**** DATA LISTING ****
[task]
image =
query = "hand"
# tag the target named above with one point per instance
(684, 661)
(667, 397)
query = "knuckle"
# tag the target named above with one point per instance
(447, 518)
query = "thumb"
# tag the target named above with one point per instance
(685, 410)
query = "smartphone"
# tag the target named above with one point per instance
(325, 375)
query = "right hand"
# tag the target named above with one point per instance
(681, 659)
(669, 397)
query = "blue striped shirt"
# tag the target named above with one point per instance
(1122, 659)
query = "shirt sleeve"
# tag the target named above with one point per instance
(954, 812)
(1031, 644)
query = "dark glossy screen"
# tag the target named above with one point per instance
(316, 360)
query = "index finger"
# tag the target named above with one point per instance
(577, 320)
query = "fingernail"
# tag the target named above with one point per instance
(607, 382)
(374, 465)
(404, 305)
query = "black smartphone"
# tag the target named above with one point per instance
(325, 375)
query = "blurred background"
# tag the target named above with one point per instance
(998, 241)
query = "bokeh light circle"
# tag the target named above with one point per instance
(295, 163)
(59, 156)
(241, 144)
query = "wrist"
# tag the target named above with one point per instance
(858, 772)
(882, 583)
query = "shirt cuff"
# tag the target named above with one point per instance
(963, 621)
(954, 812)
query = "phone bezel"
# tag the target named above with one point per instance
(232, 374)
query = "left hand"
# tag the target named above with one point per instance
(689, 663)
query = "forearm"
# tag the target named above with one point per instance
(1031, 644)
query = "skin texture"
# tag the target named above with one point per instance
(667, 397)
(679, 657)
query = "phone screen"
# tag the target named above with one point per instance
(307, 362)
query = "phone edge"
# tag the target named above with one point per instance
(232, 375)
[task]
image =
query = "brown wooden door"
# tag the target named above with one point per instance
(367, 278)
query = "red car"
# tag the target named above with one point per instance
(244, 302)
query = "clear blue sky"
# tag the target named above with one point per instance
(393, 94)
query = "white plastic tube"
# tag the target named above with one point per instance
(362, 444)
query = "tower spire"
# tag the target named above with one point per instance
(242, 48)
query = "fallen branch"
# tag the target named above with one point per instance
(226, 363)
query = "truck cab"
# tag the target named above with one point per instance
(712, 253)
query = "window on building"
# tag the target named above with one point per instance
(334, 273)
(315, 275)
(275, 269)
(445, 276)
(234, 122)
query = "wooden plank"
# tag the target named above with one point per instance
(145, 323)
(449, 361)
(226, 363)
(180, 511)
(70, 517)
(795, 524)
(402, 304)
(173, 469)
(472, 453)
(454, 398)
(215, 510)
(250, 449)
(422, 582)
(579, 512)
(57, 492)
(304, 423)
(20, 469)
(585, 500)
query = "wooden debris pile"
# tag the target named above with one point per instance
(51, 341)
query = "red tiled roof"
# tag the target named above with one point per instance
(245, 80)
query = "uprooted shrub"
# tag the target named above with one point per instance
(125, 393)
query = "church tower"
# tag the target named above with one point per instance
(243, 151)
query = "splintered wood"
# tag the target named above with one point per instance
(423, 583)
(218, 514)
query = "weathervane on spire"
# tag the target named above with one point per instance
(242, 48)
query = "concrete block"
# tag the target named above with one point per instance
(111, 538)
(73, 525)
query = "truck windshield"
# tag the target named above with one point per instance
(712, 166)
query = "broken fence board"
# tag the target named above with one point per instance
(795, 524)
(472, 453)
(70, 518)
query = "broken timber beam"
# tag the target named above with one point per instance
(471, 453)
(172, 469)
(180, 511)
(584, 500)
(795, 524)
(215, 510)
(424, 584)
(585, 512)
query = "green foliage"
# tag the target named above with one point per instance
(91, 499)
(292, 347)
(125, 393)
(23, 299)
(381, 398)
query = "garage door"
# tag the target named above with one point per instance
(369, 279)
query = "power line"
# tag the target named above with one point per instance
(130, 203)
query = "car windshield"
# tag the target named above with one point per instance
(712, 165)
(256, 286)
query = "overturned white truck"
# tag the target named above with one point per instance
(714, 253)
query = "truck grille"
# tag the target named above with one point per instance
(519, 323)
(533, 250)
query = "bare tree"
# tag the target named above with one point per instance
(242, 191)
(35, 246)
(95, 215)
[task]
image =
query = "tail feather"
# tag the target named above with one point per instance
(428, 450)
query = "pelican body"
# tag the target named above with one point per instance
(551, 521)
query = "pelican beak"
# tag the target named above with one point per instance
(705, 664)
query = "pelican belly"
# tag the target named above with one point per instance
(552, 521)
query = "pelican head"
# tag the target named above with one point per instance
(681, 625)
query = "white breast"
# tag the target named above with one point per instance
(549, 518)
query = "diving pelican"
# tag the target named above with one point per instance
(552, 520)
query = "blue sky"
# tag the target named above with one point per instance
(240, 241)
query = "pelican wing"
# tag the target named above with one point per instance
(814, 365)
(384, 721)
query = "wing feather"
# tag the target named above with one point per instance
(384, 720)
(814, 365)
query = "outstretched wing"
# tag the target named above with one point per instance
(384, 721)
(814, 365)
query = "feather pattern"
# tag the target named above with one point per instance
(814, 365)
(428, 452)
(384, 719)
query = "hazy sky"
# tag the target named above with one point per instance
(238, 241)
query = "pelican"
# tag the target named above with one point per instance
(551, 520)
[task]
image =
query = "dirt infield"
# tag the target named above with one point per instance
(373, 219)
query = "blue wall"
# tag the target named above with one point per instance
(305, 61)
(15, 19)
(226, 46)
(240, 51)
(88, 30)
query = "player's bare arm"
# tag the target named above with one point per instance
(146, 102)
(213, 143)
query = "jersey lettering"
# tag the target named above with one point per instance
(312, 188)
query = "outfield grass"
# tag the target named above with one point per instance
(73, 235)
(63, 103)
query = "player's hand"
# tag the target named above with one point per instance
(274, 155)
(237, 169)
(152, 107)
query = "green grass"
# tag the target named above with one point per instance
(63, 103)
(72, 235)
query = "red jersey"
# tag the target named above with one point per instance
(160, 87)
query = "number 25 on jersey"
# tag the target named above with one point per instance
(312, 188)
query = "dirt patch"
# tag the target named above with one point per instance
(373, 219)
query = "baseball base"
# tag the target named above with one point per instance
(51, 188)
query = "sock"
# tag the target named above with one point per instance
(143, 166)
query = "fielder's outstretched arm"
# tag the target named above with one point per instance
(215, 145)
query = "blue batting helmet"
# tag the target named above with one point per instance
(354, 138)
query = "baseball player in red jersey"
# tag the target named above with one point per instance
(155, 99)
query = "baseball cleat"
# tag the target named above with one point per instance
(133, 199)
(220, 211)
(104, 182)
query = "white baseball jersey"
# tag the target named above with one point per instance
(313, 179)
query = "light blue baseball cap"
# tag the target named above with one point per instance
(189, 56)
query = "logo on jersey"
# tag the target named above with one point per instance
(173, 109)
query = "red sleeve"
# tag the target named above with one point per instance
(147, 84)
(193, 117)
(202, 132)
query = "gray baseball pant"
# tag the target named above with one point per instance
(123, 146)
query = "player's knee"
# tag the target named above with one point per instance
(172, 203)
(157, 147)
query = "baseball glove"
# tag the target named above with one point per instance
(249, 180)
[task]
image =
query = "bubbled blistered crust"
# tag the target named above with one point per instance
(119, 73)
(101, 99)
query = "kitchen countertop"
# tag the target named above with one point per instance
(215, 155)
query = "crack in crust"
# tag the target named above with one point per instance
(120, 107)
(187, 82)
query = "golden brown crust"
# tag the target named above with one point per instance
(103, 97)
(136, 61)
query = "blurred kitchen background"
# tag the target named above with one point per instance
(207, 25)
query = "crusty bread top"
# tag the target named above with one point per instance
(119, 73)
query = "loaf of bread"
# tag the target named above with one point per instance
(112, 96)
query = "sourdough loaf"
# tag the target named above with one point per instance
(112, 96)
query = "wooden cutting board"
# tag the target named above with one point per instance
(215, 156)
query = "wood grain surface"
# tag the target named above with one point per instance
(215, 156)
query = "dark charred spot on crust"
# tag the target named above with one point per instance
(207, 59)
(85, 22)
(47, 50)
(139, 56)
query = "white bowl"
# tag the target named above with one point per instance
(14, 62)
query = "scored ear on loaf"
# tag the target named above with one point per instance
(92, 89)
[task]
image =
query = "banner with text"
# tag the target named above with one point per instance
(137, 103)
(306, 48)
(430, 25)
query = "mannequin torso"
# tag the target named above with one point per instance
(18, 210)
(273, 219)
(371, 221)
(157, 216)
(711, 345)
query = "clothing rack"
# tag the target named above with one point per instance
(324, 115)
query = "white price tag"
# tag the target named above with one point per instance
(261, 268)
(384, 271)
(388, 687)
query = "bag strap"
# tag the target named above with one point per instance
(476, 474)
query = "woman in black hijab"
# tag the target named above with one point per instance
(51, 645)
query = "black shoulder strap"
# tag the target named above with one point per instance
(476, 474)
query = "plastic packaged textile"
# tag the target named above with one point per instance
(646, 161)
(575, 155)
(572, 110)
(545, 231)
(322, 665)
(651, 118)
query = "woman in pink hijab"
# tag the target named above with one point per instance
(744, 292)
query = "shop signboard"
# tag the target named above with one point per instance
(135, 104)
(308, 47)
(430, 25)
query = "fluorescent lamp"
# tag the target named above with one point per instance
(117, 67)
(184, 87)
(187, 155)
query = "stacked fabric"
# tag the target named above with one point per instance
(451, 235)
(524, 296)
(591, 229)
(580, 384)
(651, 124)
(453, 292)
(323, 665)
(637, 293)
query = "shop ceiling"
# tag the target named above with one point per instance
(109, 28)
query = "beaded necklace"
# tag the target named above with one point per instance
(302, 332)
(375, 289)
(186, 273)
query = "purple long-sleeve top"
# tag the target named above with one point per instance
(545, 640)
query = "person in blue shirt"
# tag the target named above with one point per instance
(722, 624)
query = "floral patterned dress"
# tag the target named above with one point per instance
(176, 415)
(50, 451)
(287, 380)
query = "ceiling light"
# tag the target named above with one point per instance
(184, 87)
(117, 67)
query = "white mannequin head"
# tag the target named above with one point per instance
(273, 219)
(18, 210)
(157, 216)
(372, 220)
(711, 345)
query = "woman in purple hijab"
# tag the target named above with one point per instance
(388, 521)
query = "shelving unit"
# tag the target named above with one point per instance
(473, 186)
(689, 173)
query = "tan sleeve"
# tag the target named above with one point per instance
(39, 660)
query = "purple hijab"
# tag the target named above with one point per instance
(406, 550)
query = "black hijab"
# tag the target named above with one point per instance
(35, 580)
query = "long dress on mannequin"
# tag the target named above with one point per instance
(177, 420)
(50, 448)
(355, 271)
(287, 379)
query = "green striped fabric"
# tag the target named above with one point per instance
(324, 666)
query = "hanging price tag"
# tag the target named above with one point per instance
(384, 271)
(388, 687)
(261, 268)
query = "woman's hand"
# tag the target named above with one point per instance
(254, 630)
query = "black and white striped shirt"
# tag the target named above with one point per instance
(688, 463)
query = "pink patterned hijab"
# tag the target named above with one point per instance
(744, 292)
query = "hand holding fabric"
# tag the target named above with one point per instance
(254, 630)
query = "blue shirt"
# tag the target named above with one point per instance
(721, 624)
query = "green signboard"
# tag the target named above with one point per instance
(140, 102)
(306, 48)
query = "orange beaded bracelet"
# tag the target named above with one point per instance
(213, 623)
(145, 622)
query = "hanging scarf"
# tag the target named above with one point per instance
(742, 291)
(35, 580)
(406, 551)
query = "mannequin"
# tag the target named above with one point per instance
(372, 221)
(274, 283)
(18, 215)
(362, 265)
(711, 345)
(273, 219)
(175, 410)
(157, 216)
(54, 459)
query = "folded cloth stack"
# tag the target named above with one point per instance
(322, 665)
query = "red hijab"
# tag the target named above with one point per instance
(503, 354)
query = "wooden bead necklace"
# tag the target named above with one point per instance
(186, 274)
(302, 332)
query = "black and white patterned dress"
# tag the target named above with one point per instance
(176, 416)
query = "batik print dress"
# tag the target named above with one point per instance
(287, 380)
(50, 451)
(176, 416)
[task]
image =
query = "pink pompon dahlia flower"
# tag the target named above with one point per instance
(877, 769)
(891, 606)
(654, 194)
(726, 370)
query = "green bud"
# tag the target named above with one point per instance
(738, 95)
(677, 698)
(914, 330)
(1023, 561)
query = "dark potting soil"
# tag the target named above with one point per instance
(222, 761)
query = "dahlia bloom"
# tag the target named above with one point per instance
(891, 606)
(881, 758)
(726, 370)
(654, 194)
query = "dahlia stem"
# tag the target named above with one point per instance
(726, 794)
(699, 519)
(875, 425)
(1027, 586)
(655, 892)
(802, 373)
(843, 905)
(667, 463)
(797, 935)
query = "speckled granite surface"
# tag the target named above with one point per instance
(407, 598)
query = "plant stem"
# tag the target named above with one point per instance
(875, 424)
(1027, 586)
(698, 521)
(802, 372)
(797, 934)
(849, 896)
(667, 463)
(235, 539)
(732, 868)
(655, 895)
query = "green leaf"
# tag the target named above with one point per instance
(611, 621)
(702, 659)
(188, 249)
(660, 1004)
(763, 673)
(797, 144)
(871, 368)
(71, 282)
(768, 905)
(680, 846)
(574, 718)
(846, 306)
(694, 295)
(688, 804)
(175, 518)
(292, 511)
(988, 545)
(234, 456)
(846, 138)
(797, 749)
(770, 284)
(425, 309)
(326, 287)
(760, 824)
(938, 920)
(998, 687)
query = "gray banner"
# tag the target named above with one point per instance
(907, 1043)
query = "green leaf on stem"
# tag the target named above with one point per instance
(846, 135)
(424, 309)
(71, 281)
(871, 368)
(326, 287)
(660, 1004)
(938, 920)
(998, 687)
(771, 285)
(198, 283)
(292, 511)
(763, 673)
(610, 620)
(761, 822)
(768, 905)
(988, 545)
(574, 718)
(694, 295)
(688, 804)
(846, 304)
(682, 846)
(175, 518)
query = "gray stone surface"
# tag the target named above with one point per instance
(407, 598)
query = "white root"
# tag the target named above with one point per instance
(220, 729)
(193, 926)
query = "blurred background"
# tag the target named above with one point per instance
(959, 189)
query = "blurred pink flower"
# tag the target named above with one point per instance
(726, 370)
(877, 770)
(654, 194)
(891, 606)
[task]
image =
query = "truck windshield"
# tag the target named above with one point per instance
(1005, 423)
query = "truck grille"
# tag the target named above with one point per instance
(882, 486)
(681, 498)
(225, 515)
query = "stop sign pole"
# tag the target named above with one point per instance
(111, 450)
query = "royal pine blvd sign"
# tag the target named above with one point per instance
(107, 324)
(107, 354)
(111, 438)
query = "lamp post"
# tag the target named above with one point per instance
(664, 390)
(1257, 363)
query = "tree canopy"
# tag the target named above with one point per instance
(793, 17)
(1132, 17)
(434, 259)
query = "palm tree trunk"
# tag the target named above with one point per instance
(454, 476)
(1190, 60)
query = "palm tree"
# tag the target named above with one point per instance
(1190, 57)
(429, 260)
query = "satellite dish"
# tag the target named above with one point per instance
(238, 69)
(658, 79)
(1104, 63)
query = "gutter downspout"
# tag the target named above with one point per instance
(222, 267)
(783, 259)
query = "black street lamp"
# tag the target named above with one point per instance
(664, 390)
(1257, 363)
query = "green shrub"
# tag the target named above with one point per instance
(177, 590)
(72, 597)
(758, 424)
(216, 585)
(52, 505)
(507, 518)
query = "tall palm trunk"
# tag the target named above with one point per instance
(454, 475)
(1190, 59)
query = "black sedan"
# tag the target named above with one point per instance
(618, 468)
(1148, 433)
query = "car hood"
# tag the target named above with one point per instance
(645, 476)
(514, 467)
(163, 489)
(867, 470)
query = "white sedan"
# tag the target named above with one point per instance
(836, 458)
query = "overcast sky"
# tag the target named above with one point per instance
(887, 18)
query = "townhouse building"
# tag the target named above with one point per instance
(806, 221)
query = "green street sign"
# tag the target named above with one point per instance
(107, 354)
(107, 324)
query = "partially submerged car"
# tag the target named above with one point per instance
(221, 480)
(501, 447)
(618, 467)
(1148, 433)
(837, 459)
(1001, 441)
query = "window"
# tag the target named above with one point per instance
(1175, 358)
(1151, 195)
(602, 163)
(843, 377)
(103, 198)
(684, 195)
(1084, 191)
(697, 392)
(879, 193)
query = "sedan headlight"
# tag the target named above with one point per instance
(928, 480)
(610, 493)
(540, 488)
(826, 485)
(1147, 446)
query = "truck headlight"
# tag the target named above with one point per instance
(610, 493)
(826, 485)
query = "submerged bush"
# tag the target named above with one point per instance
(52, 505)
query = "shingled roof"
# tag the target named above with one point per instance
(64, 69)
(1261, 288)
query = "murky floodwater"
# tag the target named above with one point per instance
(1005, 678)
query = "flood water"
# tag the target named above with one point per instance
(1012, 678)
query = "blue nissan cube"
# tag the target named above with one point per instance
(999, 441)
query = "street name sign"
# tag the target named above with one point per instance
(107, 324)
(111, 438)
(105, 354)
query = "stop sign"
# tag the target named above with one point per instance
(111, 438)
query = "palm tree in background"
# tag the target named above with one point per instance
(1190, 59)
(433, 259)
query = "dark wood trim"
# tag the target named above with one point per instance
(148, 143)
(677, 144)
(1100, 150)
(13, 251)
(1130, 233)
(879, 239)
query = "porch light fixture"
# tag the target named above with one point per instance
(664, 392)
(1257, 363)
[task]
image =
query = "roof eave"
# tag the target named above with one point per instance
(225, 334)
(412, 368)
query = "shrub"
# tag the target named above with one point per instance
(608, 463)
****
Write out the lines from the first one up to and including the line with "(1122, 659)", swapping "striped" for "checked" and leaving everything else unchanged.

[task]
image =
query = "hand"
# tag the target named above with one point per instance
(684, 661)
(667, 397)
query = "knuckle"
# tag the target named above with one point per instance
(447, 518)
query = "thumb"
# tag the target named above with one point per instance
(685, 410)
query = "smartphone"
# tag the target named above with one point per instance
(325, 375)
query = "right hand"
# tag the target named above with one point per instance
(681, 659)
(669, 397)
query = "blue checked shirt"
# tag the target named above with one point per instance
(1122, 659)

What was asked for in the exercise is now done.